- _GIVEN ENTRIES_:
________________________

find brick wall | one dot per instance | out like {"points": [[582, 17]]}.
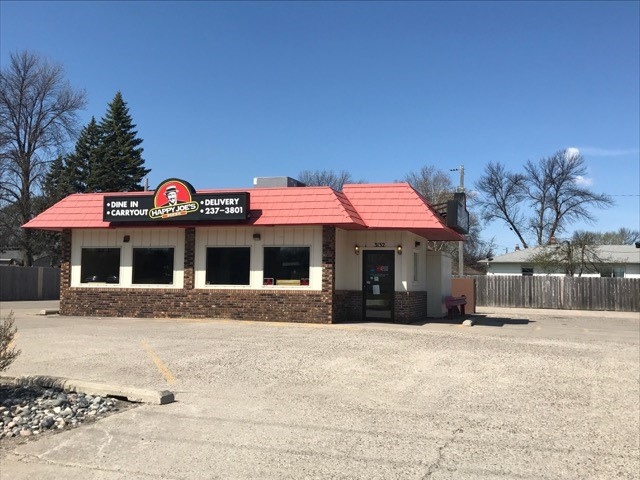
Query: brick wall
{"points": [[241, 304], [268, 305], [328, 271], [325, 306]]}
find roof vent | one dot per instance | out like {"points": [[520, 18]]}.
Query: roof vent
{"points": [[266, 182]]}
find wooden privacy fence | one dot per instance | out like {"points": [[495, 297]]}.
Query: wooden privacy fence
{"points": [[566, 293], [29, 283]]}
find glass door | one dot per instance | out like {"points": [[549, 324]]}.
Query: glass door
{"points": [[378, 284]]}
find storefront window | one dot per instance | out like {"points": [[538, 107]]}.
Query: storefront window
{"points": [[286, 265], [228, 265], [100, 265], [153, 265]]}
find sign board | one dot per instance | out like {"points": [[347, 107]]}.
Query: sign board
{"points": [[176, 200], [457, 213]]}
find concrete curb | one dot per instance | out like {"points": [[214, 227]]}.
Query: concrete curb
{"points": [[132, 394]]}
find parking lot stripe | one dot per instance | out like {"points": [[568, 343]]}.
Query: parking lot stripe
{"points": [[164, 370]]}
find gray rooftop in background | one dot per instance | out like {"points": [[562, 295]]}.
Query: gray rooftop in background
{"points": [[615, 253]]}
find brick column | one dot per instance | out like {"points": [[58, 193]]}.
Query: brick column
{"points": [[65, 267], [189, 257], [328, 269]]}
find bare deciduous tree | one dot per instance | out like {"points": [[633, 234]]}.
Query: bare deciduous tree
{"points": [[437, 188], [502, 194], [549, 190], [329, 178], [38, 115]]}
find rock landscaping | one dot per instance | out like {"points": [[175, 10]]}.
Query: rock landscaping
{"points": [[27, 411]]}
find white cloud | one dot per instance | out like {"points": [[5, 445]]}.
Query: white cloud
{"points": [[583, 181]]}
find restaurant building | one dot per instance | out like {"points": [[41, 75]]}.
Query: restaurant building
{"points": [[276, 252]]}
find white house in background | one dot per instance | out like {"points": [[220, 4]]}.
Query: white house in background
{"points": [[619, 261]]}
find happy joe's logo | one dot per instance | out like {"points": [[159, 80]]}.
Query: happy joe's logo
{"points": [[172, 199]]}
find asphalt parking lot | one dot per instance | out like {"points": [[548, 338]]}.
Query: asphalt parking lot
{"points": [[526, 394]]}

________________________

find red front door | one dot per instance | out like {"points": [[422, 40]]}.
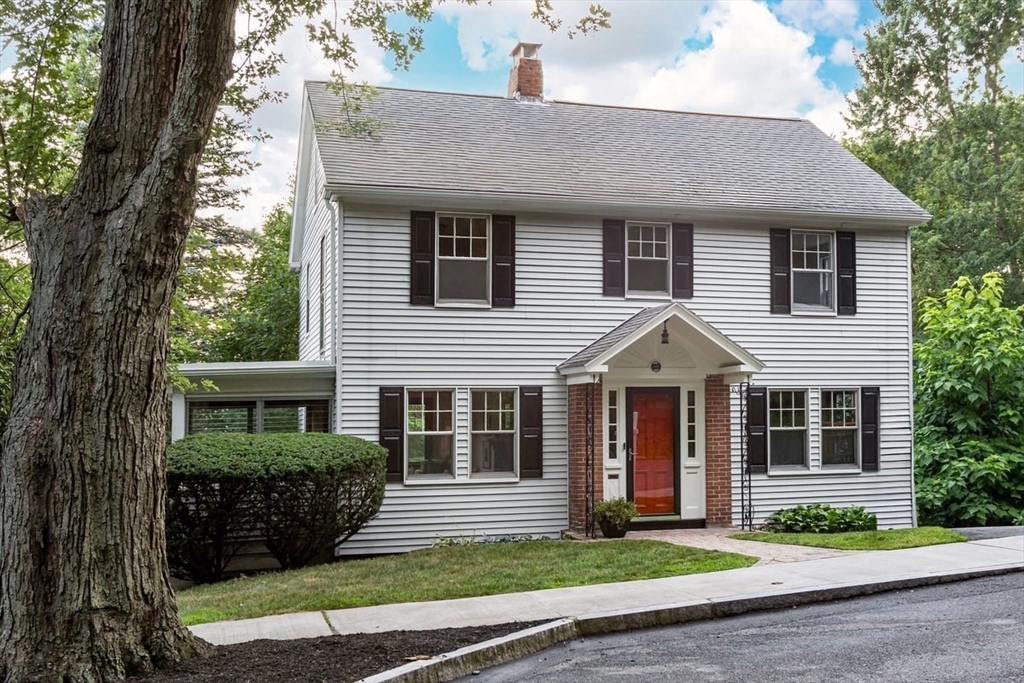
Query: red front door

________________________

- _WORK ITEM_: From the records above, return exactly the lines running from the one that contains "find brick wall" down to the one that contains "find wooden privacy", both included, without any pictures.

- _SOLUTION TO THE PROBLEM_:
find brick wall | one dot per instance | out like {"points": [[582, 17]]}.
Query: brick wall
{"points": [[241, 304], [268, 305], [328, 271], [325, 306]]}
find roof vent | one dot per instance | out like {"points": [[520, 18]]}.
Query: roof vent
{"points": [[266, 182]]}
find wooden privacy fence | one dot per instance | out like {"points": [[495, 297]]}.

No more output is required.